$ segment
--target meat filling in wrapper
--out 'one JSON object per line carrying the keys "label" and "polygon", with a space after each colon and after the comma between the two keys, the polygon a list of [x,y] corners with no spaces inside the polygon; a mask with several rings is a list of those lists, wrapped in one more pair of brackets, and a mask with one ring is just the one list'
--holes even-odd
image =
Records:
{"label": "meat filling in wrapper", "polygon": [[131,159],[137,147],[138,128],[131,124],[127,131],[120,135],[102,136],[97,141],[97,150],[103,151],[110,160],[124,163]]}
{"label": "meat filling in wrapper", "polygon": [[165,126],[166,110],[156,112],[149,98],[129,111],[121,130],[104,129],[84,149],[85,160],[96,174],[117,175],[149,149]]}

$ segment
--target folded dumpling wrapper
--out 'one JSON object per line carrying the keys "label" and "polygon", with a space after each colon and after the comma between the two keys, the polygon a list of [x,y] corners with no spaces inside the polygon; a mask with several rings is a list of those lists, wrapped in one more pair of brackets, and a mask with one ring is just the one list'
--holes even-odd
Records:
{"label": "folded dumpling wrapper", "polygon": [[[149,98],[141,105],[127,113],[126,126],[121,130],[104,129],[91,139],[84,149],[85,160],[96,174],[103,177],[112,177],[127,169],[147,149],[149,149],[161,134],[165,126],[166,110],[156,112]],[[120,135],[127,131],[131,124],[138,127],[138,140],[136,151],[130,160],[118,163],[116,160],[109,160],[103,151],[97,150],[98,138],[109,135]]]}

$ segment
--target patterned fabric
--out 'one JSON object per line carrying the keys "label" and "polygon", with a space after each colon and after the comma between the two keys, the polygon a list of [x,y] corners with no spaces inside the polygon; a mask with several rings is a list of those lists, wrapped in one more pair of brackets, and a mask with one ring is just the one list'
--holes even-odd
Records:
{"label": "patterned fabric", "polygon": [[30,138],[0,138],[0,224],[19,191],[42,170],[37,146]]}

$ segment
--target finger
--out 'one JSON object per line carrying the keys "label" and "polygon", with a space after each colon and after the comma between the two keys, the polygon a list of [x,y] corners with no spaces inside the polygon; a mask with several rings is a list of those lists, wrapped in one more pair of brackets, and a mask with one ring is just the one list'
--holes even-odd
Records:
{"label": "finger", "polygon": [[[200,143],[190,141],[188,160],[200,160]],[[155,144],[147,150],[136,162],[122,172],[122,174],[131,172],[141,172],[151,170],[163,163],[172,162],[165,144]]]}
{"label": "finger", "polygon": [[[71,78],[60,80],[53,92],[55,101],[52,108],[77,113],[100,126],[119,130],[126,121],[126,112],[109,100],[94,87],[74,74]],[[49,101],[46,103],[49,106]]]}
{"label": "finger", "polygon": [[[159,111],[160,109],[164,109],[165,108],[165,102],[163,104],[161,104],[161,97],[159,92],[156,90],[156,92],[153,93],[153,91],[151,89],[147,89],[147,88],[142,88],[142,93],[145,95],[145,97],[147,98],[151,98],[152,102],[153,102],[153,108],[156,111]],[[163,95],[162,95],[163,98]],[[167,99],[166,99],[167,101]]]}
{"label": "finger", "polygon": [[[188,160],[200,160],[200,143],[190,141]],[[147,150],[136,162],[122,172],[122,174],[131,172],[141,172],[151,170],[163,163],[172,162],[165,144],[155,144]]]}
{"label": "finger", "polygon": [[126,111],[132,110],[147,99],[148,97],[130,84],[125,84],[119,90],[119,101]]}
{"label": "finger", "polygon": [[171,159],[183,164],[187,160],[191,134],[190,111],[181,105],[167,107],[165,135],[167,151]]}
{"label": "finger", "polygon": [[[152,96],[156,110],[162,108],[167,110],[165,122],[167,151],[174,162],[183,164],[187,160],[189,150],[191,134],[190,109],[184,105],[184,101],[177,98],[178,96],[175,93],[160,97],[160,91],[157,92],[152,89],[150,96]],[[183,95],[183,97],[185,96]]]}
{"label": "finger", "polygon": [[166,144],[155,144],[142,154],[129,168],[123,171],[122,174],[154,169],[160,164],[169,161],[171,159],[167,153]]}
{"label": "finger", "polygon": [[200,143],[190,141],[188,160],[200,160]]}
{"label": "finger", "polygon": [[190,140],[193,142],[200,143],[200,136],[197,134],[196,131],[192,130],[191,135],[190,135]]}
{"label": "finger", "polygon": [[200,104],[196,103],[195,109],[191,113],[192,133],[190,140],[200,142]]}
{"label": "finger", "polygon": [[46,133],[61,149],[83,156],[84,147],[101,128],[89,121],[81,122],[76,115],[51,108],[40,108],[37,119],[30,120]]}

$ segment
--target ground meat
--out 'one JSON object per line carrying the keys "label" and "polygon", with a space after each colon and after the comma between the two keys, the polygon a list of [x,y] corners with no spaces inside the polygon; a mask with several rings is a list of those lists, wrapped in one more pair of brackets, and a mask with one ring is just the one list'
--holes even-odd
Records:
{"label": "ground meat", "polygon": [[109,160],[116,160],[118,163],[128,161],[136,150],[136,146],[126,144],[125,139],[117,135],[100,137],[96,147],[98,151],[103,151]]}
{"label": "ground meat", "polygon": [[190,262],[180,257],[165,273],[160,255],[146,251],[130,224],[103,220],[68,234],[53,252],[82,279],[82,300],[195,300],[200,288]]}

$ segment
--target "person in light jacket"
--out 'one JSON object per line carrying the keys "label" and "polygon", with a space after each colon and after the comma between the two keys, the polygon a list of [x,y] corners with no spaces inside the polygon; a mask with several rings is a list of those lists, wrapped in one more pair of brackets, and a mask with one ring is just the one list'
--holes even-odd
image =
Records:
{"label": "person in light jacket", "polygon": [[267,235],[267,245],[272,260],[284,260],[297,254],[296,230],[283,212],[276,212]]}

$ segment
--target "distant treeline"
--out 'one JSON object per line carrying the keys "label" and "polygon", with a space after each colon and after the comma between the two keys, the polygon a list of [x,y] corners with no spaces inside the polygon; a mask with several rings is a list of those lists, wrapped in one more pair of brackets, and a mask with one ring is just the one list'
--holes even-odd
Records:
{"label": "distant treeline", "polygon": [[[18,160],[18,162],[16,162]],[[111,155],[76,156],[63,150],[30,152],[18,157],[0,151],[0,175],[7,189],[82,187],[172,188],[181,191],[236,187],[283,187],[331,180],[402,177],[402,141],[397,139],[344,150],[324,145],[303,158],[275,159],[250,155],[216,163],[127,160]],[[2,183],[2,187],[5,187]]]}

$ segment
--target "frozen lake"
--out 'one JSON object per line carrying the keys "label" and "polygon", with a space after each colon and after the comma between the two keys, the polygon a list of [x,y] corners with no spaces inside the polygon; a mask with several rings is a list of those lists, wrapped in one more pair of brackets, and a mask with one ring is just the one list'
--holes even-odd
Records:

# Assignment:
Your reply should be one number: how many lines in the records contain "target".

# Response below:
8